Objectif a
Renvoyez mot pour mot l'extrait du texte sur René Dosne qui va de « René Dosne : graphiste » à « plus haute considération. », ces deux passages compris.

Texte de la page

René Dosne : graphiste pompier
C'est l'histoire d'un petit Parisien, René Dosne, qui habite à la Bastille et qui découvre que certains engins se distinguent incroyablement du commun des véhicules...
...ils sont énormes, d'un rouge impeccablement flamboyant, foncent toute sirènes hurlantes à travers les rues en toute impunité et sont même l'objet de la plus haute considération.
Bien sûr, dans la ville, il y a d'autres engins à sirène : les ambulances et la police, mais question couleur, rien à voir, et puis, qui aurait l'idée de comparer un panier à salade avec un camion de pompier ?
Donc, le petit garçon regarde, fasciné, les rutilants bolides sillonnant les rues de son quartier. Et à l'époque, dans les années 50, sur les camions, il y a encore les bancs de bois sur lesquels sont martialement assis, impeccablement alignés comme à la parade, deux rangées de pompiers bottés, casqués, sanglés dans leur blouson de cuir : des images fortes... si fortes que le petit garçon cherche à les retrouver.
Dès qu'il sait tenir un crayon, René dessine des camions et les pompiers qui vont avec et, cinquante ans plus tard, il continue.
Une vocation
Revenons aux jeunes années. René Dosne aime le dessin, prend des cours et désire en faire son métier. Chaque élève de sa classe affectionne un thème d'inspiration. Pour certains rien n'est plus beau qu'une moto, d'autres dessinent avec amour des bateaux, quand un autre se passionne pour les corbillards... Et devinez ce que dessine René ? Or il se trouve qu'un camarade d'atelier loge en face d'une caserne de pompiers et qu'il assiste chaque semaine au lavage à grande eau de l'armada roulante. La tentation est trop forte pour René qui se laisse convaincre de demander aux autorités compétentes l'autorisation de se rendre dans ladite caserne pour y croquer engins et uniformes.

Objectif b
Présentez sous forme de liste numérotée les lignes des entrées, depuis celle qui contient « Practice: put a marker on each instance of the van hood » jusqu'à la fin des entrées, ces deux limites comprises, sans les lignes vides.

Données fournies
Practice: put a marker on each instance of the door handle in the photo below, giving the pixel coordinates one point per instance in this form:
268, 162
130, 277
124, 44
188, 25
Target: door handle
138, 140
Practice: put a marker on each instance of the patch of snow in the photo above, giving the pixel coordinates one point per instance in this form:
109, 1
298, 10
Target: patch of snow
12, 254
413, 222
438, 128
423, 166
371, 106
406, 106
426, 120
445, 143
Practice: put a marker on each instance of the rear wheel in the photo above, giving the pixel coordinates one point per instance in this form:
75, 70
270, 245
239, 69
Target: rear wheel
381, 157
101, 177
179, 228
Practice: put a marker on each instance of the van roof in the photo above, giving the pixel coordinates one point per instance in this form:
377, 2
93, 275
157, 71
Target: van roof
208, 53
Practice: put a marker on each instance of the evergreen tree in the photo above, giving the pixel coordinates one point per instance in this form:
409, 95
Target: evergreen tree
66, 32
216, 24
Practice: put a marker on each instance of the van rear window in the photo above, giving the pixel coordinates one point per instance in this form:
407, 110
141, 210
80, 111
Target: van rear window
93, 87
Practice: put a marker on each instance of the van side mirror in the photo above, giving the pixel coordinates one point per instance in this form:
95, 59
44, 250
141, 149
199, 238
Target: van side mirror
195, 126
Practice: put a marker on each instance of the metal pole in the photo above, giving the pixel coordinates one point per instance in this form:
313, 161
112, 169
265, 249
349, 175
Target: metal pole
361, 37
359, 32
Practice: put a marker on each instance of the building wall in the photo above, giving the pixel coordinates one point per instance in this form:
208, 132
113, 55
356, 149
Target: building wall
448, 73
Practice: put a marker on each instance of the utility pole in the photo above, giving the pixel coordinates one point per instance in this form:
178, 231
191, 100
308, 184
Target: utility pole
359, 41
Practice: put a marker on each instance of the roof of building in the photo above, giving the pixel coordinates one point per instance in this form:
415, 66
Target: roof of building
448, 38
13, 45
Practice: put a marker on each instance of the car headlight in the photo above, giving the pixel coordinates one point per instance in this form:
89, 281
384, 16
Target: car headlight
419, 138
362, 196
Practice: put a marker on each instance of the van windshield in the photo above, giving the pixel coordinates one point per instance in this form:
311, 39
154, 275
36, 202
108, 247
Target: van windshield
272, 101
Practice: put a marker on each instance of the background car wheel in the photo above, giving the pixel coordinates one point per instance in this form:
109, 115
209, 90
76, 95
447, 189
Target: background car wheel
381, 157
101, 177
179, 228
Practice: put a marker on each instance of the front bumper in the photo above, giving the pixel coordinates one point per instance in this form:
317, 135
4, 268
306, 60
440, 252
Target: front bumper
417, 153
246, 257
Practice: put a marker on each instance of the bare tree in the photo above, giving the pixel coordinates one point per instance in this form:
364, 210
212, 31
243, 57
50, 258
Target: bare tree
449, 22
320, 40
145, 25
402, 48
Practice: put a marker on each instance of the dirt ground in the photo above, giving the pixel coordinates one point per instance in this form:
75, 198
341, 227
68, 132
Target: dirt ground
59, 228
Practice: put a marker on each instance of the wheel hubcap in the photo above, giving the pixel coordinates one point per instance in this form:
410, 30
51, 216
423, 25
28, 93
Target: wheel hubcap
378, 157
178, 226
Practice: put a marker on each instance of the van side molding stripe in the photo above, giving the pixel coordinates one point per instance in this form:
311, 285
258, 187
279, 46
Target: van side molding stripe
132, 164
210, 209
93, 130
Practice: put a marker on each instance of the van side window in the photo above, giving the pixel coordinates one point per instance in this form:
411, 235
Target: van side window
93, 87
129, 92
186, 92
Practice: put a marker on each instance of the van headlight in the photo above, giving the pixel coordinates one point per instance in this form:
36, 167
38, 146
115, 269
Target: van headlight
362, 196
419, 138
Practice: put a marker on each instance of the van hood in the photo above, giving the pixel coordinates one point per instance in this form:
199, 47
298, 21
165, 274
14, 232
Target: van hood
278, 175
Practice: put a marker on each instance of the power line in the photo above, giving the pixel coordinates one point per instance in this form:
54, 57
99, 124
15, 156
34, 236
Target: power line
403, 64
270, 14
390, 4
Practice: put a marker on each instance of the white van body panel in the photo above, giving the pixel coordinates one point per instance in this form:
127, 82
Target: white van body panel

Réponse rédigée a
René Dosne : graphiste pompier
C'est l'histoire d'un petit Parisien, René Dosne, qui habite à la Bastille et qui découvre que certains engins se distinguent incroyablement du commun des véhicules...
...ils sont énormes, d'un rouge impeccablement flamboyant, foncent toute sirènes hurlantes à travers les rues en toute impunité et sont même l'objet de la plus haute considération.

Réponse rédigée b
1. Practice: put a marker on each instance of the van hood in the photo above, giving the pixel coordinates one point per instance in this form:
2. 199, 47
3. 298, 21
4. 165, 274
5. 14, 232
6. Target: van hood
7. 278, 175
8. Practice: put a marker on each instance of the power line in the photo above, giving the pixel coordinates one point per instance in this form:
9. 54, 57
10. 99, 124
11. 15, 156
12. 34, 236
13. Target: power line
14. 403, 64
15. 270, 14
16. 390, 4
17. Practice: put a marker on each instance of the white van body panel in the photo above, giving the pixel coordinates one point per instance in this form:
18. 127, 82
19. Target: white van body panel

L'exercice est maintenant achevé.